### Aim of the task:
The lines to extract begin at the line that contains "Note: mark the strip" and run through the last line of the listing; reproduce them exactly, minus any pictures.

### Input:

============================================================

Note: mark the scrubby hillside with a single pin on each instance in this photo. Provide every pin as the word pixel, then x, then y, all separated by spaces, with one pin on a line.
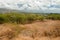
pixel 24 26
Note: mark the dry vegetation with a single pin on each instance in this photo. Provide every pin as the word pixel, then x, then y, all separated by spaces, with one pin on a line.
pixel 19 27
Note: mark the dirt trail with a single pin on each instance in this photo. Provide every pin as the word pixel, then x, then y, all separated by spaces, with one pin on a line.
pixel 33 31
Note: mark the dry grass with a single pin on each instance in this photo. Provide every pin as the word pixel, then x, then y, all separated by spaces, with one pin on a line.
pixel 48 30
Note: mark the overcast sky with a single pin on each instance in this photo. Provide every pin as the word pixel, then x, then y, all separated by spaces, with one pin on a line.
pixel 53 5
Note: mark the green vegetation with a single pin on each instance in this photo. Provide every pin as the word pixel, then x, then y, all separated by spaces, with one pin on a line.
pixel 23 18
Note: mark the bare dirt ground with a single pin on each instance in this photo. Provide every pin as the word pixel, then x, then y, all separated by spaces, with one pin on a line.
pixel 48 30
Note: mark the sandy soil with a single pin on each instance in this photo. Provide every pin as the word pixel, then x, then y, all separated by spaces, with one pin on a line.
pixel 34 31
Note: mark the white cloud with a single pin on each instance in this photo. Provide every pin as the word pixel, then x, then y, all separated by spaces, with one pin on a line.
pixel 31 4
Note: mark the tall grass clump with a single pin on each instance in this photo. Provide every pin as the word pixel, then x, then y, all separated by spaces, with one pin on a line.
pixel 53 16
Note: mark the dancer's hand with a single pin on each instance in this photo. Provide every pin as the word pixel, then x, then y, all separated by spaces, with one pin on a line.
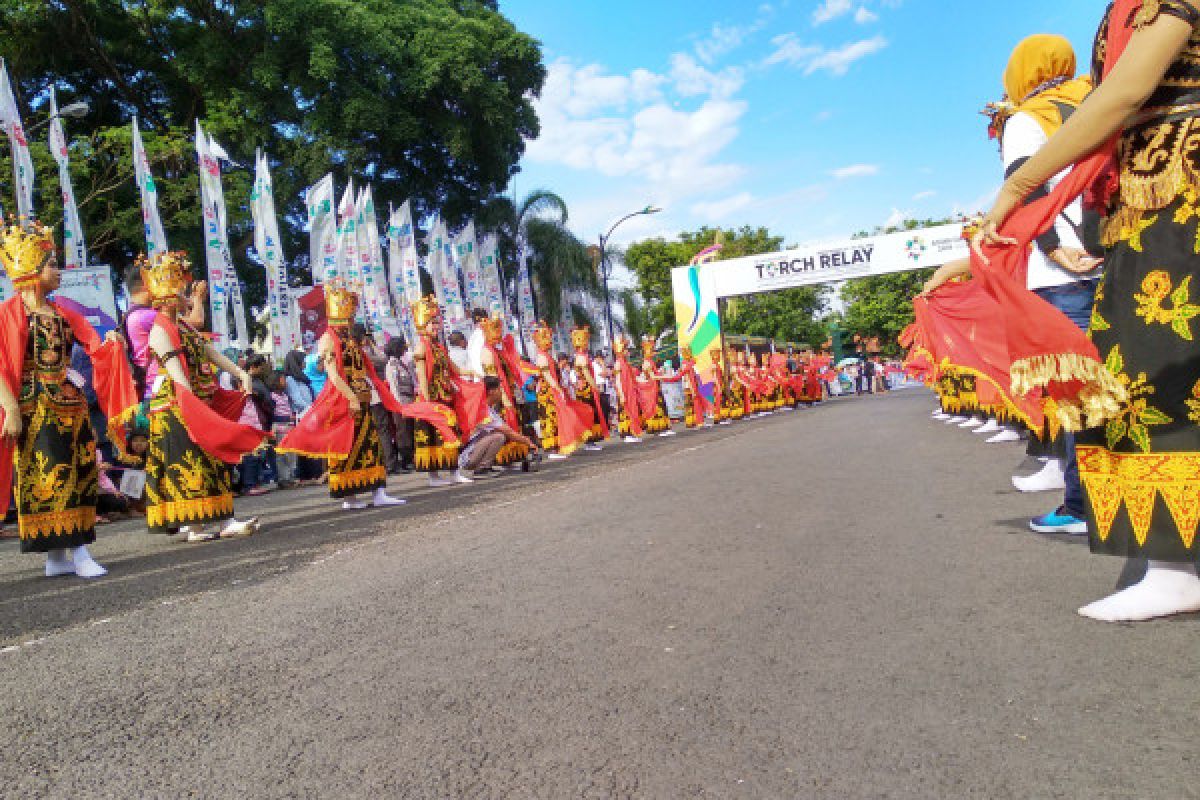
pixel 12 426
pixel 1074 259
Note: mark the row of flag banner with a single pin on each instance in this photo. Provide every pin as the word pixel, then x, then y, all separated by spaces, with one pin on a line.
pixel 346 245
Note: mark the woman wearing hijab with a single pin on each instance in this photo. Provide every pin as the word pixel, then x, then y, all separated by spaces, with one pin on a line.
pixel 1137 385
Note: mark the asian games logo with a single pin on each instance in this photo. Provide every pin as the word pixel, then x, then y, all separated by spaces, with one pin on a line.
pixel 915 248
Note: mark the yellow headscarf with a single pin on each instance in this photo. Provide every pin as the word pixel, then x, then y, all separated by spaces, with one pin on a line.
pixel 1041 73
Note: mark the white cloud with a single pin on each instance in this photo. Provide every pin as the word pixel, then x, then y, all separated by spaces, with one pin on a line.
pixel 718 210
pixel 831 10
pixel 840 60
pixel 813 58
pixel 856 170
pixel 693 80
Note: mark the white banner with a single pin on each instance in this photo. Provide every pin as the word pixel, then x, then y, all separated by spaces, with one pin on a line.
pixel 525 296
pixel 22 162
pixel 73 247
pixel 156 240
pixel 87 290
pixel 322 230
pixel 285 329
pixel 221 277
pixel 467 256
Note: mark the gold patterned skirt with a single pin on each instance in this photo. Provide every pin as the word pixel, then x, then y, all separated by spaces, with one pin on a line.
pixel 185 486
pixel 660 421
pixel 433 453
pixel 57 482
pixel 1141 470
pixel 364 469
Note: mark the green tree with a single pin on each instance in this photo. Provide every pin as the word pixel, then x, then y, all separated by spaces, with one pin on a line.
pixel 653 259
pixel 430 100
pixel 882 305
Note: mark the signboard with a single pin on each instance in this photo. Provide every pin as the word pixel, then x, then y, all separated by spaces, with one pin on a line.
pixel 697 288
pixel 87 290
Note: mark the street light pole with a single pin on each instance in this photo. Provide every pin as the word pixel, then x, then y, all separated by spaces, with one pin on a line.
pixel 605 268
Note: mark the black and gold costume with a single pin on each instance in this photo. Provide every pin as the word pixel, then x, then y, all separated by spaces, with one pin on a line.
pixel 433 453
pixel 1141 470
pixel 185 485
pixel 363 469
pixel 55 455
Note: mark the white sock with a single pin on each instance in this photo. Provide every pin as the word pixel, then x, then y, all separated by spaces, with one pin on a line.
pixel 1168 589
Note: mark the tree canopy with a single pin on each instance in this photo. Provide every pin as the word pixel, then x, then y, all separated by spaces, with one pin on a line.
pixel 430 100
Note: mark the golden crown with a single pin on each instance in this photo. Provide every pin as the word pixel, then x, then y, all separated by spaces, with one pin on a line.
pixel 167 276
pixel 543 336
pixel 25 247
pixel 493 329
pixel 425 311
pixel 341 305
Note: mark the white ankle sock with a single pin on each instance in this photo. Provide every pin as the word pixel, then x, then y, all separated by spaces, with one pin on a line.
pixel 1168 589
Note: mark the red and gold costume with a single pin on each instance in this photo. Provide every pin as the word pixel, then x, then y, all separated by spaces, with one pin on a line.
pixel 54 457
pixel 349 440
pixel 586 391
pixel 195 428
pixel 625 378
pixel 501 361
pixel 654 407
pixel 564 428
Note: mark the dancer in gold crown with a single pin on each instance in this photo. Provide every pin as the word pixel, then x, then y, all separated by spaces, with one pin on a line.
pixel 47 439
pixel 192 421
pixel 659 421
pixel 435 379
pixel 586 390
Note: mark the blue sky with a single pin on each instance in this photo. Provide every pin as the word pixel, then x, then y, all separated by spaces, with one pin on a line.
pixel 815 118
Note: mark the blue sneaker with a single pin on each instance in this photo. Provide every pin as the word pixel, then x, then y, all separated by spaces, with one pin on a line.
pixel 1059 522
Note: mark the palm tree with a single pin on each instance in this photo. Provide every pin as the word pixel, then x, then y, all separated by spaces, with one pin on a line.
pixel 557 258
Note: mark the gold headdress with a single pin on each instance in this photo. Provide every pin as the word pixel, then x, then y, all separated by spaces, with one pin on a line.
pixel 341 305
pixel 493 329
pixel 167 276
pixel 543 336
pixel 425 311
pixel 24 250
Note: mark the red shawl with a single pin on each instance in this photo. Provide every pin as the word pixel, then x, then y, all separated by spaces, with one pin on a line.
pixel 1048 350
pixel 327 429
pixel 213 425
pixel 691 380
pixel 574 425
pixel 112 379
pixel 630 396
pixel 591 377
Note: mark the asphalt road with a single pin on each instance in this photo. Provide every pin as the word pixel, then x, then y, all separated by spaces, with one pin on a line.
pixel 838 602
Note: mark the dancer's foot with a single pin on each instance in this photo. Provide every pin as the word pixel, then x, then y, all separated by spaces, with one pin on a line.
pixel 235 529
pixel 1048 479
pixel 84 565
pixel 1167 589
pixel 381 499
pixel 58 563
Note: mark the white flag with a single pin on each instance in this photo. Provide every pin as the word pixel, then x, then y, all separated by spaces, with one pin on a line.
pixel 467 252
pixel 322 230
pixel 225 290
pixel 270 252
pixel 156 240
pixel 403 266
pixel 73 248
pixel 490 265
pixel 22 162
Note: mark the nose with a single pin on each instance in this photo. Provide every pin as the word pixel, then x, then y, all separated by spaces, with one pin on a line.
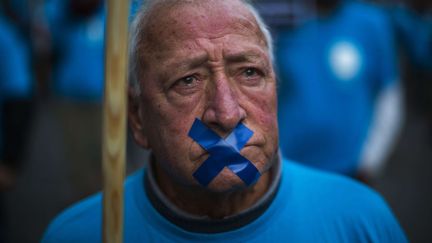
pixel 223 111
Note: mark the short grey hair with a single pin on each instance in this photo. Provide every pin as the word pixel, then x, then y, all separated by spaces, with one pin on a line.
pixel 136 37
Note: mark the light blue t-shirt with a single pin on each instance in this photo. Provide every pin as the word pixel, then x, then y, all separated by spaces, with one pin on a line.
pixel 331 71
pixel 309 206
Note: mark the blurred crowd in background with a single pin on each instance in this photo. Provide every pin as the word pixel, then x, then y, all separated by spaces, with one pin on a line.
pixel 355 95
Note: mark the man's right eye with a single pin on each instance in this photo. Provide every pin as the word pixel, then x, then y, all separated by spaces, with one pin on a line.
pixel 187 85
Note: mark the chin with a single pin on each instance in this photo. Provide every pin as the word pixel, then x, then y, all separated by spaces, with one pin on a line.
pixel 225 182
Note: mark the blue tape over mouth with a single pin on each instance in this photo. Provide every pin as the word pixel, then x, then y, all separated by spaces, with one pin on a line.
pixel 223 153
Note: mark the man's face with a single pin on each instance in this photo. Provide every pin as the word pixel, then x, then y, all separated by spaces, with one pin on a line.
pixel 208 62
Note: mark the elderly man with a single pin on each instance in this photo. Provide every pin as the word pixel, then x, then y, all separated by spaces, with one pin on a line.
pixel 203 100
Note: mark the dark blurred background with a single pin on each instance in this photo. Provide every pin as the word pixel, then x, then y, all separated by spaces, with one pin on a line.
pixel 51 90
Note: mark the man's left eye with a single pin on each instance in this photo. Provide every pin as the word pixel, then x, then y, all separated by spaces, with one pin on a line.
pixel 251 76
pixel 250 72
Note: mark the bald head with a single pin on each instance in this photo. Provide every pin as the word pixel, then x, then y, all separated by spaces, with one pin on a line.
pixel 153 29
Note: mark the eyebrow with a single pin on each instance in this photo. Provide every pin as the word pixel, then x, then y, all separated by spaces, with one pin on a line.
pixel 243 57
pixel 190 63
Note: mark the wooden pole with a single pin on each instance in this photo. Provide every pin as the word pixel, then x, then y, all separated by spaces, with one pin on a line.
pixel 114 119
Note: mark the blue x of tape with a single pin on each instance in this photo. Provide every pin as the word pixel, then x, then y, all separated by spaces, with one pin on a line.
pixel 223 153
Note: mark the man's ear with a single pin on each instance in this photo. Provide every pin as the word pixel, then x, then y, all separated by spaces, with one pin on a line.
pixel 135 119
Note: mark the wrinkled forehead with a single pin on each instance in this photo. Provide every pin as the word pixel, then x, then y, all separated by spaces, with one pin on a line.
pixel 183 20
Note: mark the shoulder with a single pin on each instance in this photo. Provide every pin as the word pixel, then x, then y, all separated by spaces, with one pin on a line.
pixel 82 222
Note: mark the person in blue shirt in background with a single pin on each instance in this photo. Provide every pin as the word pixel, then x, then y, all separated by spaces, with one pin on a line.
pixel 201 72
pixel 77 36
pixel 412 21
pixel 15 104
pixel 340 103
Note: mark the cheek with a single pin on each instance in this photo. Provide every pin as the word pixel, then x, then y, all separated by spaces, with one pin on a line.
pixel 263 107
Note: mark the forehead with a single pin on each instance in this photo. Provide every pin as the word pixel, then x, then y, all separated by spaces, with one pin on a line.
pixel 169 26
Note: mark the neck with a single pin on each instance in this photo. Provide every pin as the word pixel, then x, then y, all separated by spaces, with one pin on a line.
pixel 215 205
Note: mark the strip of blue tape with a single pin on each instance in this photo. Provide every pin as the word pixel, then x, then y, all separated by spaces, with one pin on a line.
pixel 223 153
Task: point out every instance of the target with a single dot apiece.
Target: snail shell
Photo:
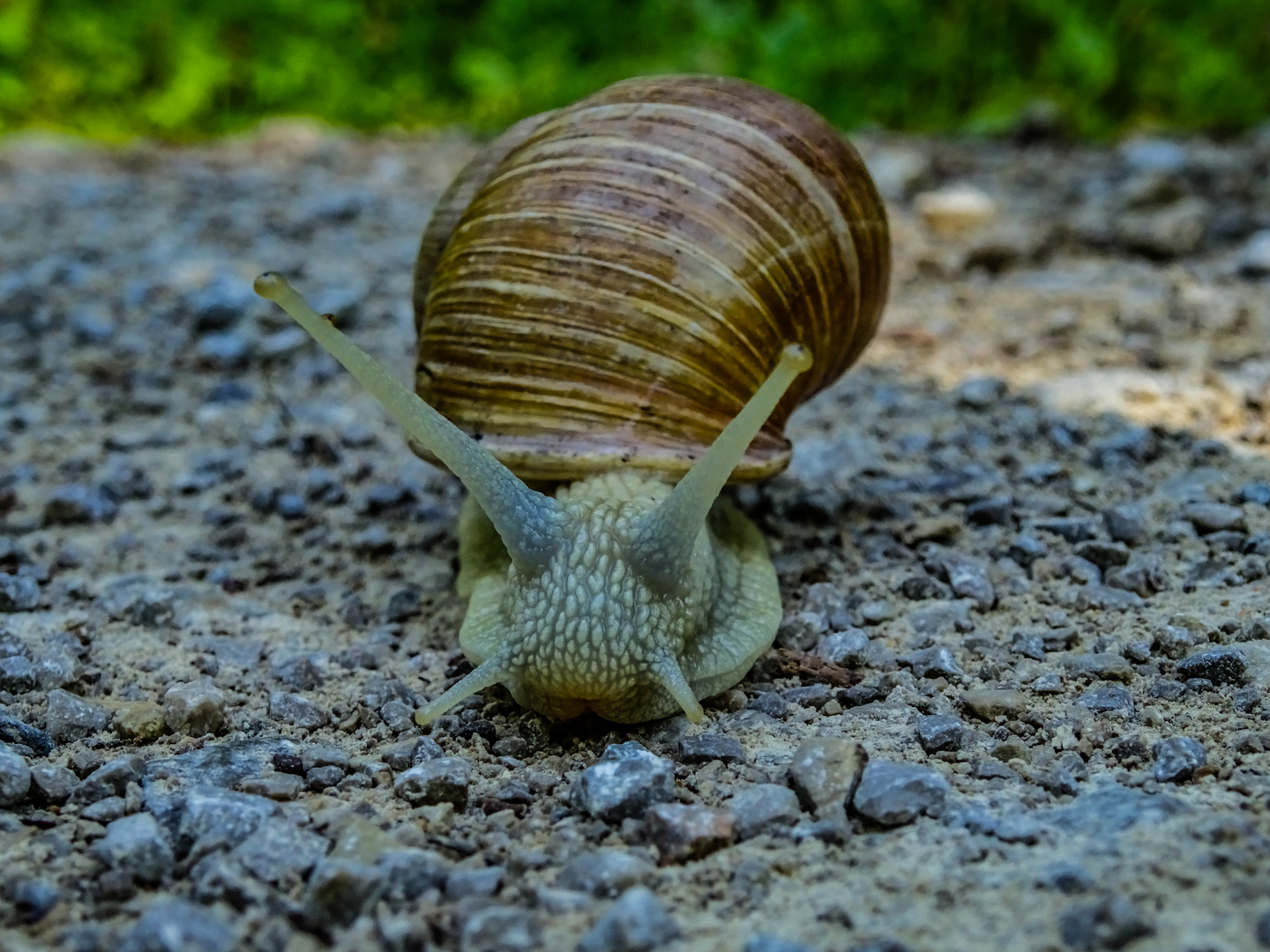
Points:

============================================================

### Output for this task:
Note: mark the strip of blue tape with a single pin on each instance in this photo. Provide every pin as the word pixel, then x, then y, all separated by spaces, with one pin on a line.
pixel 223 153
Task: point out every instance of the target with a single dot apiece.
Target: snail shell
Photo:
Points:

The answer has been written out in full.